SUPPLIED MATERIAL —
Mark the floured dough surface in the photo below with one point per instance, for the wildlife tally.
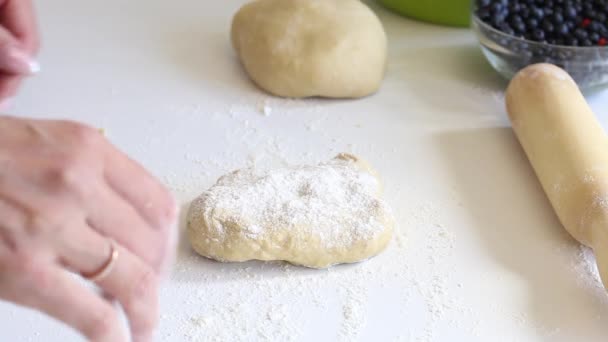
(314, 216)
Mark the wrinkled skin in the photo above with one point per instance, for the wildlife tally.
(64, 190)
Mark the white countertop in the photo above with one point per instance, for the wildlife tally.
(478, 256)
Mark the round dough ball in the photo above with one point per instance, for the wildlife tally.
(310, 215)
(303, 48)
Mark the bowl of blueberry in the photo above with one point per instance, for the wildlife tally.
(572, 34)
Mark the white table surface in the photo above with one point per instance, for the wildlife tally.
(478, 256)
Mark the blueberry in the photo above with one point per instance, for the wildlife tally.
(562, 29)
(519, 27)
(570, 12)
(557, 18)
(514, 7)
(548, 26)
(532, 23)
(538, 35)
(571, 41)
(537, 12)
(580, 33)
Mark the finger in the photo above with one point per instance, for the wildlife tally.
(112, 216)
(150, 198)
(135, 285)
(53, 291)
(14, 58)
(131, 280)
(19, 17)
(8, 88)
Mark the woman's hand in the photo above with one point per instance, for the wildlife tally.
(19, 43)
(64, 193)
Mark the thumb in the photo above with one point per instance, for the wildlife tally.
(13, 58)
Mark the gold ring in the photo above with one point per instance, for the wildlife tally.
(106, 268)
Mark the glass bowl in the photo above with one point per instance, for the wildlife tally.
(588, 66)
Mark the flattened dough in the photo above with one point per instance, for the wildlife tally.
(303, 48)
(315, 216)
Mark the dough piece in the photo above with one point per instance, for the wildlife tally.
(568, 149)
(315, 216)
(303, 48)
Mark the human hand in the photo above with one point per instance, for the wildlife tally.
(19, 43)
(64, 193)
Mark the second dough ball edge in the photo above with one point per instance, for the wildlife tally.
(306, 48)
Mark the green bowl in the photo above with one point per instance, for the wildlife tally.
(446, 12)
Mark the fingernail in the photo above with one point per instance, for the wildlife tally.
(6, 104)
(18, 61)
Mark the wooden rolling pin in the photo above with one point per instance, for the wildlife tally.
(568, 150)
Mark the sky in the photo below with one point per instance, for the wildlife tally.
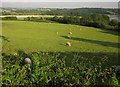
(60, 3)
(59, 0)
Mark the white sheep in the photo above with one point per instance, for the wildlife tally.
(27, 61)
(70, 33)
(68, 43)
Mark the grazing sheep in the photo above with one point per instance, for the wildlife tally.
(27, 61)
(70, 33)
(117, 71)
(68, 43)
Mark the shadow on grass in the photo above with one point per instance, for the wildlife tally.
(103, 43)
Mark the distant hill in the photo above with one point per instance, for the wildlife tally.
(58, 11)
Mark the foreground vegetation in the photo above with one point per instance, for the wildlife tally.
(91, 59)
(58, 69)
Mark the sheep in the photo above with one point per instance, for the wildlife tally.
(27, 61)
(70, 33)
(68, 43)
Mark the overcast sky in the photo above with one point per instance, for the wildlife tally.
(60, 3)
(59, 0)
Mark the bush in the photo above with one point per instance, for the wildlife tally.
(53, 70)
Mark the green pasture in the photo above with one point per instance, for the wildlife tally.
(39, 36)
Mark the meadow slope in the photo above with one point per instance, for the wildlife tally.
(39, 36)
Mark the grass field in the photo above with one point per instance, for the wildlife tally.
(90, 60)
(33, 36)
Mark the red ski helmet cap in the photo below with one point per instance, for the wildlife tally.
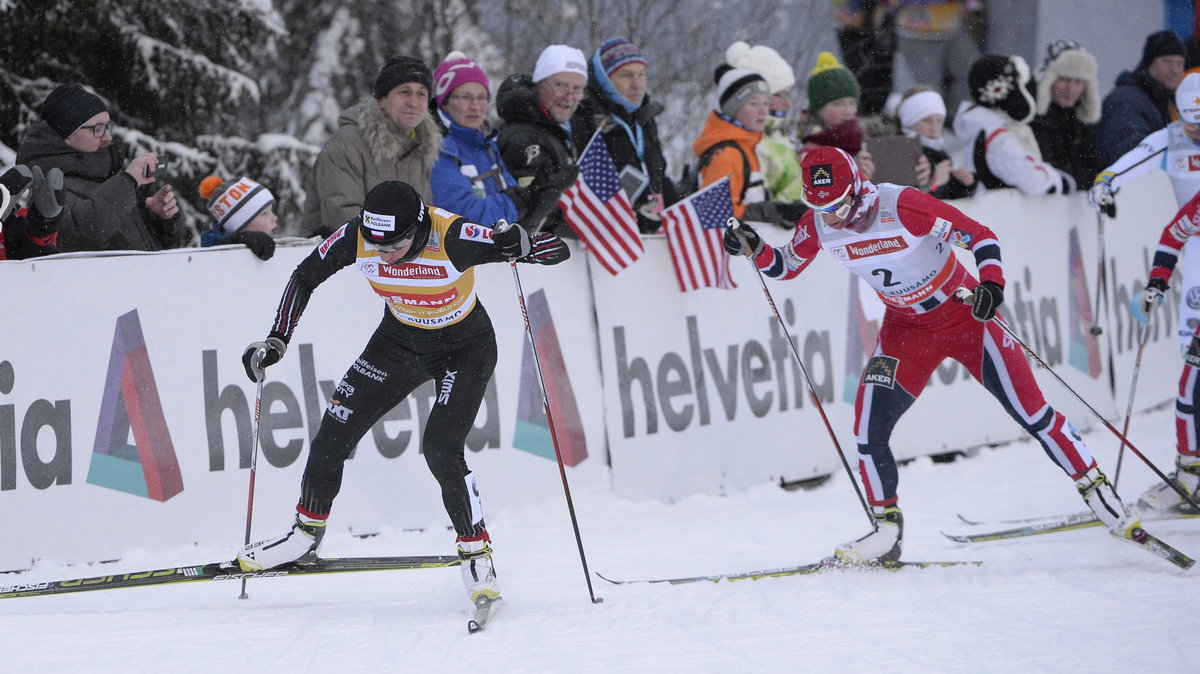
(831, 181)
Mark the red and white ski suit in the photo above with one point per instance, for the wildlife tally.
(903, 251)
(1176, 234)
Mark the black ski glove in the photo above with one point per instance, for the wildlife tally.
(273, 349)
(547, 250)
(48, 193)
(16, 180)
(791, 214)
(511, 239)
(989, 295)
(763, 211)
(522, 198)
(743, 241)
(259, 242)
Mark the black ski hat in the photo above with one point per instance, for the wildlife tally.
(394, 211)
(1162, 43)
(400, 70)
(1000, 82)
(69, 107)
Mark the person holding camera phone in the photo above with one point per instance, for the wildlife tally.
(107, 205)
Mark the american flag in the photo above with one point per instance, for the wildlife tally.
(599, 211)
(694, 228)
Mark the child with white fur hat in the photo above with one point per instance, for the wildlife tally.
(1068, 106)
(777, 150)
(243, 212)
(922, 115)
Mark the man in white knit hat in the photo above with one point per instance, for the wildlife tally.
(541, 136)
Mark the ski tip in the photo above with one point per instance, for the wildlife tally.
(484, 612)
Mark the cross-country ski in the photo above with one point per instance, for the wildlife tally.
(825, 566)
(12, 585)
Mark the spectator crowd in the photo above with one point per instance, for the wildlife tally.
(971, 121)
(958, 122)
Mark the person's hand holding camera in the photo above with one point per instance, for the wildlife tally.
(163, 204)
(144, 168)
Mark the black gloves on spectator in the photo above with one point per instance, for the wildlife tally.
(522, 198)
(989, 295)
(547, 250)
(15, 180)
(775, 212)
(259, 242)
(561, 178)
(511, 239)
(743, 241)
(273, 349)
(48, 193)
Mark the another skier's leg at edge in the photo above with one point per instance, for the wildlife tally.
(1161, 498)
(1005, 372)
(461, 378)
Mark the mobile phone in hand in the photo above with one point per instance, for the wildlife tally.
(15, 181)
(163, 166)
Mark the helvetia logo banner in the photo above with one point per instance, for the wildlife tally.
(1084, 353)
(149, 467)
(532, 433)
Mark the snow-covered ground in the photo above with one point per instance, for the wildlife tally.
(1067, 602)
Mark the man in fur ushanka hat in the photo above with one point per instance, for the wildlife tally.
(1068, 106)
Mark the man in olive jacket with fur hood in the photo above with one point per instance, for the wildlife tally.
(387, 137)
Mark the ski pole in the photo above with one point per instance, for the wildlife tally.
(1143, 337)
(256, 360)
(502, 227)
(1101, 277)
(1102, 301)
(967, 298)
(808, 380)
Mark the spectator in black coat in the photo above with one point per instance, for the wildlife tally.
(623, 110)
(1141, 101)
(540, 140)
(107, 204)
(1068, 108)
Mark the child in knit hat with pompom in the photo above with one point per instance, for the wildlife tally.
(833, 112)
(243, 212)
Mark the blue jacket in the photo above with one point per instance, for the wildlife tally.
(1135, 108)
(467, 152)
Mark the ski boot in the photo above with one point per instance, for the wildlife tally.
(1163, 499)
(298, 545)
(881, 546)
(478, 573)
(1098, 494)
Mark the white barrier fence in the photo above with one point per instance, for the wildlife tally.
(125, 415)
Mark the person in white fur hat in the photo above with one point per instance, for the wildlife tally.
(1068, 106)
(777, 150)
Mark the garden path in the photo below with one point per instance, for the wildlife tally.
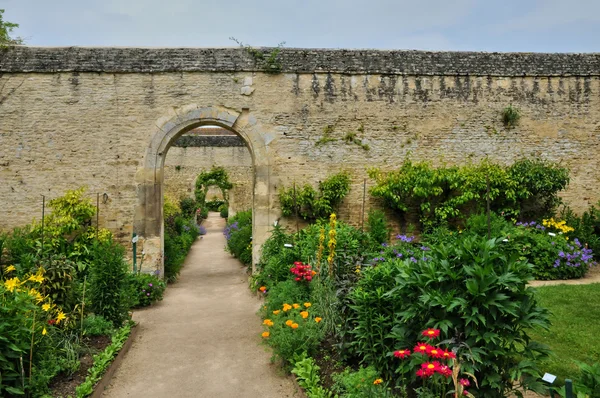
(203, 339)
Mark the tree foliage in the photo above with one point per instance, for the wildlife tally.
(6, 28)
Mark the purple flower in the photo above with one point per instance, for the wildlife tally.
(405, 238)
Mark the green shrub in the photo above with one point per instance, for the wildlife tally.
(188, 207)
(224, 210)
(359, 384)
(179, 234)
(144, 289)
(378, 228)
(473, 292)
(307, 375)
(238, 233)
(215, 204)
(285, 292)
(586, 227)
(528, 188)
(107, 282)
(16, 320)
(309, 204)
(97, 325)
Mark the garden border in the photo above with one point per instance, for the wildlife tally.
(104, 382)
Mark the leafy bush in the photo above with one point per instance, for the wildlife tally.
(144, 289)
(215, 204)
(309, 204)
(102, 361)
(179, 234)
(586, 227)
(16, 321)
(238, 233)
(307, 374)
(97, 325)
(528, 188)
(107, 282)
(378, 228)
(216, 176)
(470, 290)
(364, 382)
(188, 207)
(224, 211)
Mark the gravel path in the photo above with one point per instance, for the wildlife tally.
(203, 339)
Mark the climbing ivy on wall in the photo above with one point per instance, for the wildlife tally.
(216, 176)
(527, 189)
(309, 203)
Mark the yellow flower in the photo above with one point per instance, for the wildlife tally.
(12, 284)
(61, 315)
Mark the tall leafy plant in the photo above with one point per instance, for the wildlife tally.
(471, 291)
(311, 204)
(108, 282)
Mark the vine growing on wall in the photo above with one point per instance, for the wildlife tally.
(526, 189)
(349, 138)
(309, 203)
(270, 61)
(217, 177)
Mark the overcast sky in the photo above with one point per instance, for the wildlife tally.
(479, 25)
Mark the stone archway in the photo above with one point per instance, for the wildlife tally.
(148, 223)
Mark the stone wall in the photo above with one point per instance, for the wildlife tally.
(188, 158)
(78, 116)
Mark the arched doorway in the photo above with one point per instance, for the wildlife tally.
(148, 223)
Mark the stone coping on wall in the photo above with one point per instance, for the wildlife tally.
(295, 60)
(186, 141)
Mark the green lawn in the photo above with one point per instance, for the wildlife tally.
(575, 330)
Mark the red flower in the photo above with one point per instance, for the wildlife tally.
(448, 354)
(445, 371)
(422, 373)
(431, 333)
(435, 352)
(430, 367)
(402, 353)
(423, 348)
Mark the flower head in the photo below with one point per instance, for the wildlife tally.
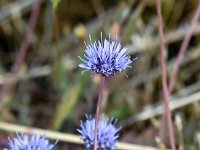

WHAT THE TASK ASKS — Reproduce word for word the material from the line containing "Mark the arched" through the last line, including both ends. Leave the pictures out of your copy.

RESULT BELOW —
Mark the arched doorway in the photo above with one point per instance, for the wildlife tally.
(148, 223)
Mark the stone coping on wall in the photo above with one point per instance, for the wildlife tally.
(295, 60)
(186, 141)
Mark the green lawn in the photo above with one point per instance, for the wildlife tally.
(575, 330)
Mark the red flower in the photo above with one point per instance, for the wildlife tally.
(448, 354)
(445, 371)
(422, 373)
(431, 333)
(435, 352)
(430, 367)
(402, 353)
(423, 348)
Mark the flower head in the photo below with one point per instance, for the wildlife tally.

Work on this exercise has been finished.